* **RECORDS SHOWN**:
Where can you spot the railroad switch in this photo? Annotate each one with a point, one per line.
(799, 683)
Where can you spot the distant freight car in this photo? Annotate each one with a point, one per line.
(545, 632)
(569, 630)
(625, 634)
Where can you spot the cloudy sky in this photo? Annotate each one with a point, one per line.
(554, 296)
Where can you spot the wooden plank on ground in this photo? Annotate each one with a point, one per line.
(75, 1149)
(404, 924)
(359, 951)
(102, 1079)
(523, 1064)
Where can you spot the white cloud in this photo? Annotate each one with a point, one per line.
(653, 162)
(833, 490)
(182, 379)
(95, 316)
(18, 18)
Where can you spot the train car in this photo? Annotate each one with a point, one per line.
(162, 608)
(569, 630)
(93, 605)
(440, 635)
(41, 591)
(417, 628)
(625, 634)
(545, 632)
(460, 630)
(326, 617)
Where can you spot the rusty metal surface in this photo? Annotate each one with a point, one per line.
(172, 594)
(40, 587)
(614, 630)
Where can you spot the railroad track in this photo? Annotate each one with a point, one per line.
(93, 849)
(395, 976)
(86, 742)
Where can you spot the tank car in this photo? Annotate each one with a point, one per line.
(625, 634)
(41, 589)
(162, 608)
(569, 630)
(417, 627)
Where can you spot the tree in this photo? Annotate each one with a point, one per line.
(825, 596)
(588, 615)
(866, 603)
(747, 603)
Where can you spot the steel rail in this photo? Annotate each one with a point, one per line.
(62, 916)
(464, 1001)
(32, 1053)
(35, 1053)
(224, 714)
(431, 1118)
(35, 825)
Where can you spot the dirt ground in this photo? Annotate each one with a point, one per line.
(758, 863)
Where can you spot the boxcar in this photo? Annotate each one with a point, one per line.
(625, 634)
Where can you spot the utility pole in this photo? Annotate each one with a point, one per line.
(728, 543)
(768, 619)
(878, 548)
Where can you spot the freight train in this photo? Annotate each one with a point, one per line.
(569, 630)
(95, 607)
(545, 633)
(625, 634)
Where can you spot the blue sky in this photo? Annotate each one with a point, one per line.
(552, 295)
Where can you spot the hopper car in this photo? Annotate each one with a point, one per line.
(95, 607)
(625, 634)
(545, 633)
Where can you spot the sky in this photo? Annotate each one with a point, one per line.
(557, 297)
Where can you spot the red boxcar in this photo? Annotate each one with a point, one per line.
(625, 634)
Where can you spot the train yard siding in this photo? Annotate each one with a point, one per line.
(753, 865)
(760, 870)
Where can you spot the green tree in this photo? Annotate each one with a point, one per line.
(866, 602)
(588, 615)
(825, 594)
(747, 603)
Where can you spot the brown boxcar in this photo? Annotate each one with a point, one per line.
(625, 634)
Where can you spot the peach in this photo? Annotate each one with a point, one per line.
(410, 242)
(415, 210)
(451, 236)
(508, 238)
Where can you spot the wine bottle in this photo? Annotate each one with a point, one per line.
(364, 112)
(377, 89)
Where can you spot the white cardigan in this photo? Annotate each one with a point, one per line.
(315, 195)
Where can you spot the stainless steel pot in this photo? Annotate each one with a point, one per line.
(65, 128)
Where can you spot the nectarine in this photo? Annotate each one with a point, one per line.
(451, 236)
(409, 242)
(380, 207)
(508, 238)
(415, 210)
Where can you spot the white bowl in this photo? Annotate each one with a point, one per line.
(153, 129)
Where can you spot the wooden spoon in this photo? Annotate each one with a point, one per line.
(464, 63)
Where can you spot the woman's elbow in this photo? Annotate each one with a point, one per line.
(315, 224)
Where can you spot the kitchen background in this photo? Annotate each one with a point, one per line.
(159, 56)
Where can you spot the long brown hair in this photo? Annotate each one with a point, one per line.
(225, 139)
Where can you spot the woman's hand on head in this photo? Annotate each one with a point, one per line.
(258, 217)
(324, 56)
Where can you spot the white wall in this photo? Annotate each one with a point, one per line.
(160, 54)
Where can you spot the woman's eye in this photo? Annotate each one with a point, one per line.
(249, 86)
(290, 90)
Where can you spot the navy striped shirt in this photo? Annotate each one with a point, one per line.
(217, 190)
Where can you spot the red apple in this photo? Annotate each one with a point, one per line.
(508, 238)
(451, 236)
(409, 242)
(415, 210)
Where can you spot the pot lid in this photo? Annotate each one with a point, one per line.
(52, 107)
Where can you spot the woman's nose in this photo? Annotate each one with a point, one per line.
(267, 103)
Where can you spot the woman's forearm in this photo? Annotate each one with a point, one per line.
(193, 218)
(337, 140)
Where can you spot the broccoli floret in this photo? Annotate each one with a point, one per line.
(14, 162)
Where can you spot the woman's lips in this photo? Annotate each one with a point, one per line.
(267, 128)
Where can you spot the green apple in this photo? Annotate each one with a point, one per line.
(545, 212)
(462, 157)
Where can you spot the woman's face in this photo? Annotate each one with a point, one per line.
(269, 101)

* **GOAL OF THE EXERCISE**: Quote the listing in full, please, keeping every line exact.

* **SOLUTION BELOW**:
Where can you spot the railroad switch in this photo? Annotate each one with a point, one per line.
(799, 683)
Where can you spot the distant freight car in this photo? Annotate each one with a point, one per line.
(545, 632)
(569, 630)
(625, 634)
Where can you spot the cloudy sky in this photo? Annotate each one with a point, one per line.
(554, 296)
Where can you spot the wooden plank on ground in this photo? Annotate each one with a point, one per line.
(75, 1149)
(404, 924)
(359, 951)
(102, 1079)
(523, 1064)
Where can you spot the white cloud in this photo? Annotate each one with a point, one per line.
(653, 162)
(833, 490)
(182, 379)
(95, 316)
(18, 18)
Where can you spot the train car in this photo? Annotate each one with a point, one per line.
(162, 608)
(569, 630)
(93, 605)
(440, 635)
(41, 591)
(417, 628)
(625, 634)
(545, 632)
(460, 630)
(326, 617)
Where can you spot the rusty metal surface in this photo? Annotate each one with a point, one per line.
(172, 594)
(40, 587)
(614, 630)
Where can you spot the railroad track in this photo? Annotate each one with a point, one per line.
(93, 849)
(395, 976)
(86, 742)
Where can you spot the tank car in this photo? Annotate each one with a point, one per line.
(625, 634)
(41, 589)
(162, 608)
(569, 630)
(417, 627)
Where can you spot the tree in this photo? Annotate each one with a point, one per line.
(825, 596)
(588, 615)
(866, 603)
(747, 603)
Where can you spot the steel rail in this photo? Annotate each one with a point, one per line.
(62, 916)
(464, 1001)
(32, 1053)
(35, 1053)
(224, 714)
(431, 1118)
(35, 825)
Where can you spot the dirt ground in this photo? Annotate each one with a point, one per line.
(758, 863)
Where can you spot the boxcar in this photo? Annotate each one with a point, one per line.
(625, 634)
Where can you spot the utility pole in this photo? Annotate each one with a point, one per line.
(728, 543)
(768, 619)
(878, 548)
Where can you spot the freight train in this photo? Annotate each one with a point, one per line.
(569, 630)
(95, 607)
(545, 633)
(625, 634)
Where can you spot the blue sky in this photo? Annotate each one with a point, one per line.
(552, 295)
Where can you spot the hopper car in this photo? Annotate each one with a point, one per line.
(95, 607)
(625, 634)
(545, 633)
Where can you spot the sky in this photo? Annotate each one with a point, one per line.
(557, 297)
Where can you spot the red boxcar in this photo? Annotate each one with a point, one per line.
(625, 634)
Where can you spot the train yard siding in this photo? Annotate each one with a point, one per line.
(753, 865)
(760, 870)
Where can you spot the green tree in this photo? Annotate each one with a point, one per line.
(866, 602)
(588, 615)
(825, 594)
(747, 603)
Where can you spot the brown boxcar in this photo? Annotate each one with a point, one per line.
(625, 634)
Where can you spot the peach in this photo? Annotate each one with a point, one per line.
(410, 242)
(415, 210)
(451, 236)
(508, 238)
Where can you spot the wine bottle in this photo? Annotate each one with a point, one per line.
(364, 112)
(377, 89)
Where can you spot the white cardigan in this photo? Annotate each one with a point, one per line.
(315, 195)
Where can you spot the stainless steel pot in this photo? Annotate each one with a point, one per line.
(65, 128)
Where can you spot the nectarine in this photo? Annotate each one with a point, one per line.
(451, 236)
(409, 242)
(380, 207)
(508, 238)
(415, 210)
Where can you spot the white bowl in this photo? Annotate each one with a point, one per line.
(153, 129)
Where can you spot the wooden spoon in this photo? Annotate each one with a point, one per line.
(464, 63)
Where can you spot the woman's elbow in this photo? Annotate each one with a point, one per line.
(315, 224)
Where can you spot the kitchen background in this photo? Annotate each one with a point, one per line.
(159, 56)
Where can you spot the long brown hair in this photo? Annotate each one with a point, one per line.
(225, 139)
Where can you spot the woman's hand on head in this photo? Annotate each one with a point, one per line.
(258, 217)
(324, 56)
Where can you spot the white wall in this photo? Annotate each one with a point, one per line.
(160, 54)
Where can you spot the woman's eye in this photo? Annotate each one with a point, one per line.
(249, 86)
(290, 90)
Where can you spot the navy striped shirt in this photo? Annotate each one with a point, one per line.
(217, 190)
Where can you spot the red apple in this photo? Annotate each one with a point, one per line.
(508, 238)
(451, 236)
(409, 242)
(415, 210)
Where can you spot the pot lid in this photo? Annotate each one with a point, one per line.
(52, 107)
Where can you spot the woman's nose in this photo? Annotate each one with a point, one per line.
(267, 103)
Where can you spot the woman's forearm in this photo? Annotate each one with a point, one per line.
(193, 218)
(337, 140)
Where can you spot the broccoli floret in this photo? Annotate each one with a point, one per line.
(14, 162)
Where can you spot the woman's lips in this photo? Annotate each one with a point, one per line.
(267, 128)
Where can you spot the green apple in this photo? Annotate each one with a point, one per line.
(545, 212)
(462, 157)
Where can you spot the woman's face in this photo? Annotate each one with a point, one per line.
(269, 101)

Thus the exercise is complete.